* _EXERCISE_
Put each line from the one containing "Mark the region of each instance of the blue" through the end of the entries into a JSON list of strings, one string per line, leaving out blank lines.

------ DATA SHOWN ------

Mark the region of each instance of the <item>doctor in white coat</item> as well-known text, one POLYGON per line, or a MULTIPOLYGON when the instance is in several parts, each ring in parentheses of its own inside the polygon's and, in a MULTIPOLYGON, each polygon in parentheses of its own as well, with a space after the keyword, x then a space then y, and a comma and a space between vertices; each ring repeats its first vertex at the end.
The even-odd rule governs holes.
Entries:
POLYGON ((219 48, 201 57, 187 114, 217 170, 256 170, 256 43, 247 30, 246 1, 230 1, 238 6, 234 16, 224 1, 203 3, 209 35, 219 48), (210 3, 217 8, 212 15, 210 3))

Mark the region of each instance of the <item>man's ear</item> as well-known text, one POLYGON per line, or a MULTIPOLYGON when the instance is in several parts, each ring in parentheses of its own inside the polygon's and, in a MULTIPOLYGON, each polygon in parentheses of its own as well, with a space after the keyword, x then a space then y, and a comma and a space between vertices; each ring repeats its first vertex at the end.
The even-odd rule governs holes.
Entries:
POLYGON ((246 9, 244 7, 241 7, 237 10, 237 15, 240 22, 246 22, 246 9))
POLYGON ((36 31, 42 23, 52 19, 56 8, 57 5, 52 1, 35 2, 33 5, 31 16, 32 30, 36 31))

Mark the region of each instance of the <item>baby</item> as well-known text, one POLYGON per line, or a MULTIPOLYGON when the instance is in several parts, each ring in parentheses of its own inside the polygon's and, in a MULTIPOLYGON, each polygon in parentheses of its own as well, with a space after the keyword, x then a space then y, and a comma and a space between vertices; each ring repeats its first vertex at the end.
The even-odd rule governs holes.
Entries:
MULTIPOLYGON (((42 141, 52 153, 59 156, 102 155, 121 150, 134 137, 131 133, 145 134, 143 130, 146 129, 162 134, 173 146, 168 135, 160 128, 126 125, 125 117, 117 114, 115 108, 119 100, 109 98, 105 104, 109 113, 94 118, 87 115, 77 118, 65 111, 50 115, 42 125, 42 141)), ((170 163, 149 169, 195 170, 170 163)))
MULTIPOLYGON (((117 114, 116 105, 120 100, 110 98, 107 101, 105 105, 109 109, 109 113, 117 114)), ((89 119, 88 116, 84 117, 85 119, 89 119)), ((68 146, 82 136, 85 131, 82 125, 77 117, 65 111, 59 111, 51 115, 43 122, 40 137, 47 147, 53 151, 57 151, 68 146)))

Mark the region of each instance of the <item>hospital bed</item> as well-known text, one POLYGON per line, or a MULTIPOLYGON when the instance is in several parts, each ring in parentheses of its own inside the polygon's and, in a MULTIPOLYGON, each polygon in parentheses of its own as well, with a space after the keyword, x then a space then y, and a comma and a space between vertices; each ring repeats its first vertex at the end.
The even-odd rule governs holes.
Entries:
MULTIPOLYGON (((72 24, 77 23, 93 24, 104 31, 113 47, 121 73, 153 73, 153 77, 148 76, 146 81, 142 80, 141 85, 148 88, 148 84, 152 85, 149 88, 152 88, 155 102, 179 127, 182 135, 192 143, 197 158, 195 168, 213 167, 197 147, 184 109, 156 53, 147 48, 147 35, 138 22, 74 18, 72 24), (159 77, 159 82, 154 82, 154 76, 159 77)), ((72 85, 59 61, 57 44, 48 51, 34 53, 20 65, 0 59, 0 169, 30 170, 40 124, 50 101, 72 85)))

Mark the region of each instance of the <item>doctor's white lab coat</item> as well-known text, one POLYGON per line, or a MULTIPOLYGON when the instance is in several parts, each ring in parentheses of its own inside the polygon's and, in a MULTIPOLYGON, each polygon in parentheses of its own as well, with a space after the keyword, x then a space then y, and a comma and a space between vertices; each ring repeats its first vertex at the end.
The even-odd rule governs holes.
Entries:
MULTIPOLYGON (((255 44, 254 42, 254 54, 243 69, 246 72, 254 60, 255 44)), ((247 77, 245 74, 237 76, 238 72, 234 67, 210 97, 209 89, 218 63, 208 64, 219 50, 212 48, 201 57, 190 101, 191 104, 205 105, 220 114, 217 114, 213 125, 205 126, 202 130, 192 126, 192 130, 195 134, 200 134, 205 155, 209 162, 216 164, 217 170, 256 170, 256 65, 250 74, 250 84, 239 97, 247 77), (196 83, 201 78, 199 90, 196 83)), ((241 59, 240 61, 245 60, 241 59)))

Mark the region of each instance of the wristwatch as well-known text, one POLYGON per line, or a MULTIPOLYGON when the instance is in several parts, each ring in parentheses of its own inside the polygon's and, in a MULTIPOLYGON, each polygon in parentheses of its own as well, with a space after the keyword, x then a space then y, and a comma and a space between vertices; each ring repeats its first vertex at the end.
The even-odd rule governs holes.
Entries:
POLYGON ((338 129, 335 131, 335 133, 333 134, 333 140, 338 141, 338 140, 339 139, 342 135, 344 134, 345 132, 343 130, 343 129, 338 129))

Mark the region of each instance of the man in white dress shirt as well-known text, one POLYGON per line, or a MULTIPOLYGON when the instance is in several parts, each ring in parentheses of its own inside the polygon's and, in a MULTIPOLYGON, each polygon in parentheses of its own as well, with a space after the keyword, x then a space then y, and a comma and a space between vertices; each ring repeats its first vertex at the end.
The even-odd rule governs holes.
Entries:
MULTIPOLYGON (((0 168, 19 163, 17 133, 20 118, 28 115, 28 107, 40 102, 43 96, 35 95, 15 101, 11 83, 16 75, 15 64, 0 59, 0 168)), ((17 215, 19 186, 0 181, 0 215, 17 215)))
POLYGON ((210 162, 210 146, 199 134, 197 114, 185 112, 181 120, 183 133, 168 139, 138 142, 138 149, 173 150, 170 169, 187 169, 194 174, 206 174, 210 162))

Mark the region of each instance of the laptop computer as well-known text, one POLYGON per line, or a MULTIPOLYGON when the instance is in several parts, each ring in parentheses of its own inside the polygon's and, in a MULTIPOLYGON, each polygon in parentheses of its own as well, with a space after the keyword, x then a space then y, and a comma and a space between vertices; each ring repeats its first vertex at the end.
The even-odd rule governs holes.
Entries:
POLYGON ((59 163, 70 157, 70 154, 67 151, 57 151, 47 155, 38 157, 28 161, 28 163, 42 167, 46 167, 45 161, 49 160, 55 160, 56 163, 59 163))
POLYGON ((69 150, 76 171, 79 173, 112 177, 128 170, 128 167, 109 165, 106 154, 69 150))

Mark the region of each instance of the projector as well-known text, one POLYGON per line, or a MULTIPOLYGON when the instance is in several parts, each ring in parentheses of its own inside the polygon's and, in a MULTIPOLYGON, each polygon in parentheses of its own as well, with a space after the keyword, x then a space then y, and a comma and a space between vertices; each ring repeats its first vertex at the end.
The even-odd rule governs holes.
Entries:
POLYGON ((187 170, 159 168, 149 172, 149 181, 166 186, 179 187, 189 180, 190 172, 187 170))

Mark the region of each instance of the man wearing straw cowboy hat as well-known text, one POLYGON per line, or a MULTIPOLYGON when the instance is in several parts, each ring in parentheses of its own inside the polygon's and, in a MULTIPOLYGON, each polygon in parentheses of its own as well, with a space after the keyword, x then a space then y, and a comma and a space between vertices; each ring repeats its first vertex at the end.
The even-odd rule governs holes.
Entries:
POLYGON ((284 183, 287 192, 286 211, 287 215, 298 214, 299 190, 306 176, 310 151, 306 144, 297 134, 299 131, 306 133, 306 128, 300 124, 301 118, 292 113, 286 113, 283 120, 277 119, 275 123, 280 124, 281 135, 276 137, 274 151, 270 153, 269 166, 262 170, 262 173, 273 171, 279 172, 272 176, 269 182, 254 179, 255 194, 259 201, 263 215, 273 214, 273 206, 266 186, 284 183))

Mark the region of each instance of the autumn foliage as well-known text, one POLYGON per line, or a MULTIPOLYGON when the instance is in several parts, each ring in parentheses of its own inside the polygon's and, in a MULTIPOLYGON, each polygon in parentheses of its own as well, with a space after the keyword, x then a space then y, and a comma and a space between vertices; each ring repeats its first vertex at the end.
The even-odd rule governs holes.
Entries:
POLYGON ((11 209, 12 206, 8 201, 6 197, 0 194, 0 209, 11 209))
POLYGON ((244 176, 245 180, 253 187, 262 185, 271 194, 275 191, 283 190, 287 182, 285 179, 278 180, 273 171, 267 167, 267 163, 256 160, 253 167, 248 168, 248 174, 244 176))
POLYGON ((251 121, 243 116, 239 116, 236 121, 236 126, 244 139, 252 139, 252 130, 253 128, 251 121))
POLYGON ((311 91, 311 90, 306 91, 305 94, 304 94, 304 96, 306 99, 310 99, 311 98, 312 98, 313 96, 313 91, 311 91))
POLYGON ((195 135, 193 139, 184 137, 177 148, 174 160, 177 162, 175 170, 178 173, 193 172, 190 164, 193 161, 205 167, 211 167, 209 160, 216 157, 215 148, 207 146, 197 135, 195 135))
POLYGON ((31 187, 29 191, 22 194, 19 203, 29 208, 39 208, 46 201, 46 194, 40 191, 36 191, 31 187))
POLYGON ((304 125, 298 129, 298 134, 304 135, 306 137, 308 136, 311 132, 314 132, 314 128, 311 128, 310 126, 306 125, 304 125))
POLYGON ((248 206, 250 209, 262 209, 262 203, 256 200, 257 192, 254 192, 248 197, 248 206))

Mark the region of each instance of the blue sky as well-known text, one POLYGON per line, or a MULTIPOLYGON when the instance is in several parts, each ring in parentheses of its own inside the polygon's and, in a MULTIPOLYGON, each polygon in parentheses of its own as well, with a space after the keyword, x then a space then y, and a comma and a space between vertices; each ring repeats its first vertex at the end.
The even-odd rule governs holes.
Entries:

------

* _FULL ANSWER_
[
  "Mark the region of each instance of the blue sky as well-known text, one POLYGON per line, or a MULTIPOLYGON when the instance is in several parts, each ring in parentheses of its own inside the polygon's and, in a MULTIPOLYGON, each polygon in parentheses of its own as well, with a space after the keyword, x then a space then y, and a comma and a space between vertices; each ring repeats its first vertex at the end.",
  "The even-odd rule governs holes.",
  "Entries:"
]